*Compito richiesto 1*. Le affermazioni seguenti concordano con il testo sulla transizione verde? (a) Dal 1990 le emissioni del settore dei trasporti sono diminuite; (b) i carburanti sostenibili per l'aviazione sono già pronti dal punto di vista tecnologico; (c) la COP 26 si terrà a Glasgow in primavera. Rispondi sì o no a ciascuna e cita alla lettera le parole del testo che lo stabiliscono.
*Compito richiesto 2*. Estrai senza alcuna modifica il passo del testo sulla transizione verde che comincia con le parole "Oggi investiamo miliardi" e termina dopo le parole "in particolare nell’aviazione.".

*Testo estratto*.
Oggi investiamo miliardi in tecnologie all’avanguardia e nell’innovazione affinché la nostra industria rimanga competitiva diventando sostenibile e pulita. Rendere più verde il settore dei trasporti è un tassello importante di questa trasformazione, poiché è l’unico settore in cui le emissioni hanno continuato ad aumentare dal 1990, in particolare nell’aviazione.
I prossimi dieci anni saranno fondamentali per raggiungere soluzioni a lungo termine. I carburanti sostenibili per l’aviazione presentano un grande potenziale di riduzione delle emissioni. E sono tecnologicamente pronti già oggi. Tuttavia, attualmente, rispetto al totale dei carburanti per l’aviazione rivestono un ruolo marginale. Ci impegniamo ad aumentare l’utilizzo dei carburanti sostenibili per l’aviazione, quindi dell’idrogeno rinnovabile, che dovrà alimentare sempre più gli aeroplani.
Devo constatare che l’industria è sempre più nostra alleata nel cambiamento. Le imprese europee sono già il motore della transizione verde, perché ciò offre loro immense possibilità di creare mercati di prodotti sostenibili e puliti in tutto il mondo. Hanno capito che il Green Deal europeo è la loro occasione per battere la concorrenza a livello mondiale e approfittare dei vantaggi di chi "arriva prima". Noi offriamo ciò che l’industria chiede da tempo: un orientamento, date e obiettivi chiari. Stabilità e prevedibilità per i loro investimenti.
La COP 26 si svolgerà in autunno a Glasgow. Quali passi avanti potrà portare l’Unione europea?
Innanzitutto, credo che anche gli altri Paesi del mondo si arrendano all’evidenza: i costi dell’inerzia nei confronti del riscaldamento climatico aumentano ovunque in modo drammatico. Abbiamo assistito recentemente alle forti piogge e inondazioni in Cina, ma anche alle ondate di calore mortali in Canada e allo scioglimento del permafrost in Siberia, solo per citare alcuni esempi. La lotta al cambiamento climatico, quindi, è un impegno davvero globale.

*Estratto del dataset*.
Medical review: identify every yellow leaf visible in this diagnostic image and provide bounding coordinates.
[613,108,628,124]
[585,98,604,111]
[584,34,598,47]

*Risultato 1*.
(a) No: "è l’unico settore in cui le emissioni hanno continuato ad aumentare dal 1990"
(b) Sì: "E sono tecnologicamente pronti già oggi."
(c) No: "La COP 26 si svolgerà in autunno a Glasgow."

*Risultato 2*.
Oggi investiamo miliardi in tecnologie all’avanguardia e nell’innovazione affinché la nostra industria rimanga competitiva diventando sostenibile e pulita. Rendere più verde il settore dei trasporti è un tassello importante di questa trasformazione, poiché è l’unico settore in cui le emissioni hanno continuato ad aumentare dal 1990, in particolare nell’aviazione.